Passage
^^^^^^^^

Skip to main content

What is LZ77?

Lempel-Ziv 77 (LZ77) is a lossless data compression algorithm that works by replacing repeated sequences of data with references to earlier occurrences of that data. The algorithm was published by Abraham Lempel and Jacob Ziv in 1977 and forms the foundation of many modern compression formats including GZIP, ZIP, and PNG.

How LZ77 Works

Basic Concept

LZ77 uses a “sliding window” to keep track of previously seen data. When the compressor encounters a sequence that matches earlier data, it outputs a reference instead of repeating the data. Each reference contains:
  • Distance - How far back the matching sequence starts (1-32,768 bytes)
  • Length - How many bytes to copy from that position (3-258 bytes)

Example

Consider compressing the text: "the quick brown fox jumps over the lazy dog"
Original: "the quick brown fox jumps over the lazy dog"
                                        ^^^
                                        This "the" matches earlier "the"
The second occurrence of “the” can be encoded as:
  • Distance: 31 (31 characters back)
  • Length: 3 (3 characters long)
Instead of storing t, h, e again, we store <31, 3> which takes fewer bits.

LZ77 Tokens

The LZ77 algorithm outputs a stream of tokens. Each token is either:

Literal Token

A single byte that had no match or where a match wasn’t worthwhile.
lz_token_t literal = {
    .is_literal = 1,
    .literal = 'A',      // The actual byte value
    .length = 0,         // Not used for literals
    .distance = 0        // Not used for literals
};

Match Token

A reference to previously seen data.

^^^^^^^^

[Bounding-box data]
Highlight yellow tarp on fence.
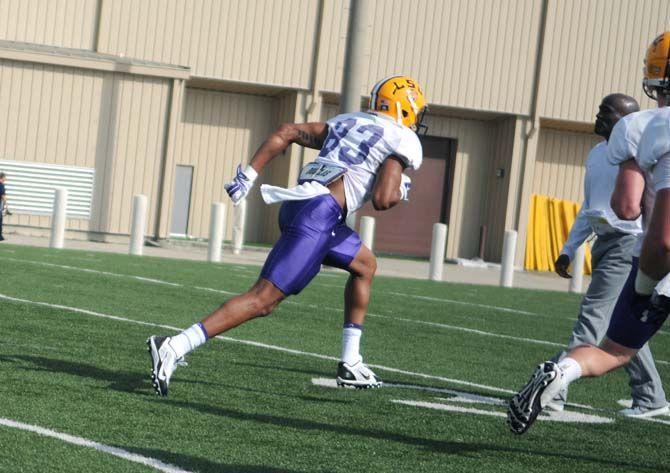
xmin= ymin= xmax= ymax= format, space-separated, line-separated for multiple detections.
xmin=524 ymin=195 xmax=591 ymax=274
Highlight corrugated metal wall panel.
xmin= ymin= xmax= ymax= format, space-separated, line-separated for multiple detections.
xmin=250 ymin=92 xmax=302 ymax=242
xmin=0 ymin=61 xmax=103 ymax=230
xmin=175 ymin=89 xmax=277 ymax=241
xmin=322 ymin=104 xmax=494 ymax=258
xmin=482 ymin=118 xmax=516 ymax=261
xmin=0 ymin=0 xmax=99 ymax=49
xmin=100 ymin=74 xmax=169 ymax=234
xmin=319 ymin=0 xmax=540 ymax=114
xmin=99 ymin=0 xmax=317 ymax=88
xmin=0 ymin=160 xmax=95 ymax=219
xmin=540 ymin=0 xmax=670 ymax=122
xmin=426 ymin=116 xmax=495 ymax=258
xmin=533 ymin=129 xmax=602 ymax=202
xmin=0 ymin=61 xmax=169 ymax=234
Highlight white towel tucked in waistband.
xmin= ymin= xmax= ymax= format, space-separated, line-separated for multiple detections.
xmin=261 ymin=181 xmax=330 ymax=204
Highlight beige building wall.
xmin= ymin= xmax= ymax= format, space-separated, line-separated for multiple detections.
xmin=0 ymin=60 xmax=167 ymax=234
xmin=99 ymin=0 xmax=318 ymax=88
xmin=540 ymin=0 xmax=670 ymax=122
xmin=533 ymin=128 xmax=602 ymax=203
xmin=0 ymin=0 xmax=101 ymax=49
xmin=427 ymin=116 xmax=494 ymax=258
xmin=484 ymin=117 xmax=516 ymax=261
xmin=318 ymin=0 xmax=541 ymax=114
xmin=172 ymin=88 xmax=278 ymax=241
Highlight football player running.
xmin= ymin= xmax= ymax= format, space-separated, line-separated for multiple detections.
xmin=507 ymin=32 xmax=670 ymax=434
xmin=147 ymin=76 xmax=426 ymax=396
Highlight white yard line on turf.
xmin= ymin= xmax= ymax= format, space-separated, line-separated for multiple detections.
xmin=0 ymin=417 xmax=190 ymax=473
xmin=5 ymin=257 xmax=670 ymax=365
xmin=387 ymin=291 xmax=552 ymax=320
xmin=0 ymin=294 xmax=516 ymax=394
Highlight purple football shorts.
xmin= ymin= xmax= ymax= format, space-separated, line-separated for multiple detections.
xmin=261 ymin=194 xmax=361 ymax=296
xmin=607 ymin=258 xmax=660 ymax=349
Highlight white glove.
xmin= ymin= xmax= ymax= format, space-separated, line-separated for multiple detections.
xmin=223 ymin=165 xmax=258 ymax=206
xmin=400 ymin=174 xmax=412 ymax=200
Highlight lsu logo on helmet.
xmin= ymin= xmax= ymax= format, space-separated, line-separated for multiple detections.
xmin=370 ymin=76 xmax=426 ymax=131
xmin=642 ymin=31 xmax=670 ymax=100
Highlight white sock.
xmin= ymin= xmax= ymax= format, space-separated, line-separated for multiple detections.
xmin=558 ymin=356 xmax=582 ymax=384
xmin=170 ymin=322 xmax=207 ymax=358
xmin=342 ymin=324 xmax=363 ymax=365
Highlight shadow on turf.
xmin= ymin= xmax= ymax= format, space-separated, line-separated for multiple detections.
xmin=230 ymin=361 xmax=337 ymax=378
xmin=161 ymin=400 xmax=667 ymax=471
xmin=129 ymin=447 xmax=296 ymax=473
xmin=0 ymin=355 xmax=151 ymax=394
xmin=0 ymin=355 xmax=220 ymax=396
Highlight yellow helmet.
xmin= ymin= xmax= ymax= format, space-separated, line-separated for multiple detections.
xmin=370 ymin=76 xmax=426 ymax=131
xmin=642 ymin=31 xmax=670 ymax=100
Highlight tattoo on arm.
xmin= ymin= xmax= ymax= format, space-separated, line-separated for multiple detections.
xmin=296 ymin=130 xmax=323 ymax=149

^^^^^^^^

To-do list
1. Answer these questions using the LZ77 explanation.
(a) Who published the algorithm, and in what year?
(b) What range of lengths can a reference have, in bytes?
(c) In the example sentence, what pair is stored instead of t, h, e?
2. Continue the LZ77 explanation from its last sentence, which describes the match token.

Answers for the exercise
1.
(a) Abraham Lempel and Jacob Ziv, in 1977.
(b) From 3 to 258 bytes.
(c) <31, 3>

2.
lz_token_t match = {
    .is_literal = 0,
    .literal = 0,        // Not used for matches
    .length = 10,        // Copy 10 bytes
    .distance = 150      // Starting 150 bytes back
};

The LZ77 Token Structure

From lz.h:8-13:
typedef struct {
    int is_literal;          // 1 if literal, 0 if match
    unsigned char literal;   // Literal value (if is_literal=1)
    unsigned int length;     // Length of match (if is_literal=0)
    unsigned int distance;   // Distance to match (if is_literal=0)
} lz_token_t;

Compression Constraints

Sliding Window

The maximum distance for a match is 32,768 bytes (32 KB). This is the size of the “sliding window” that the algorithm can look back through.
Why 32,768? This value balances compression ratio with memory usage. It’s small enough to fit in memory but large enough to find most repeated sequences.

Minimum Match Length

Matches must be at least 3 bytes long to be worthwhile. Reasoning: A match token needs to store both distance and length. If we only save 1-2 bytes, the overhead of encoding the distance/length pair would make the “compressed” data larger! For matches shorter than 3 bytes, output them as literals instead.

Maximum Match Length

Matches can be at most 258 bytes long. Reasoning: This is defined by the DEFLATE specification to allow efficient encoding of the length value. Longer matches must be split into multiple match tokens.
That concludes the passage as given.